Perfect. Thanks everyone for that. Last one for me, just on Bolzoni, I think you’d agree probably that Europe has held up a lot better than we were probably thinking six months ago. I would say that, I’m guessing that you’ve seen the same thing noting that Bolzoni, a lot of that business is in Europe. How much does that improve as Lift Truck, not just from you, but from your competitors picks up a supply chains eased? Or is that really more with the replacement – with replacement parts? How do we need to think about Bolzoni?

Rajiv Prasad

Analyst

No. We’ve got to think about Bolzoni as a sum ratio of Lift Trucks. And because it’s an attachment that goes on Lift Truck and typically they’re involved in new truck sales, because it’s a new attachment that goes with a new truck. And as our shipments rise and our competitor’s shipment rise, that will be good for Bolzoni, because typically, their lead times are shorter than Lift Truck lead times. So customers and dealers typically order those later than they order Lift Trucks. Once they have a solid delivery date for the Lift Truck, they’ll go back eight or 10 weeks from that and order the attachment. So we do expect their attachment to very much correlate with Lift Truck sales, especially Class 5 and in North America Class 4 and 5 trucks, and increasingly now Class 1. But counterbalance trucks in the – I would say, in the two to five ton range. So that’d be a good in a correlation. The other thing I would say, the America – Bolzoni Americas team is doing very, very well beyond our expectation. They’re starting to gain traction and we are booking very well.

Al Rankin

Analyst

I just add that you should note the numbers that Scott went through in some detail on the fourth quarter, because Bolzoni performed on an underlying basis really very quite well in the fourth quarter. And there was just a one-time sale that resulted in write-off of goodwill that was allocated to that particular small distribution entity at the time of the acquisition. So it’s a very non-operating and rather artificial write-off that just happens to come from the way a goodwill was allocated at the time of the acquisition. So there’s momentum behind Bolzoni, not just in the future, but also in the fourth quarter.

Steve Ferazani

Analyst

Thanks for the responses everyone. Appreciate it.

Alfred Rankin

Analyst

Thanks, Steve.

Scott Minder

Analyst

Thank you.

Operator

Operator

[Operator Instructions] Our next question is from Brett Kearney from Gabelli & Company. Brett, your line is now open. Please go ahead.

Brett Kearney

Analyst

Hi, good morning. Thanks for taking my question and congratulations on the demonstrate progress after all the hard work last couple of years.

Alfred Rankin

Analyst

Thanks, Brett.

Brett Kearney

Analyst

We’ve seen the opportunity to kind of accelerate momentum on investing behind the strategic initiatives this year. Curious if you could help us think about kind of the major buckets of capital – CapEx investments the company will be making this year. And Al you talked about increasingly solving for productivity challenges that customers are facing, obviously, the modular scalable program is an important piece of that. Can you also touch on out some of Hyster’s advanced operator assist systems and telematics offerings kind of tie into the challenges you’re solving for your customer base?

========

Exercise set ::
[A] In the earnings call excerpt, how long before a lift truck's firm delivery date do customers and dealers order the attachment?
[B] Name every company mentioned in the earnings call excerpt.

Dataset extract ::
========

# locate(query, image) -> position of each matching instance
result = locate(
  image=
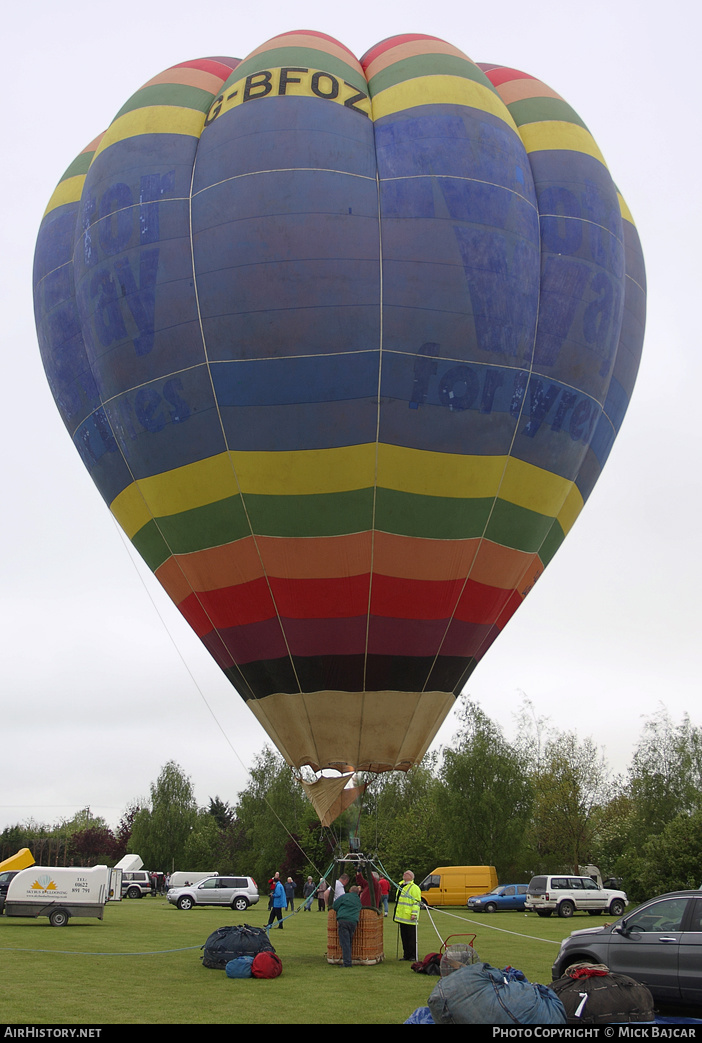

========

Task responses ::
[A] They order it about eight or 10 weeks before the lift truck's delivery date.

[B] Bolzoni, Gabelli & Company, Hyster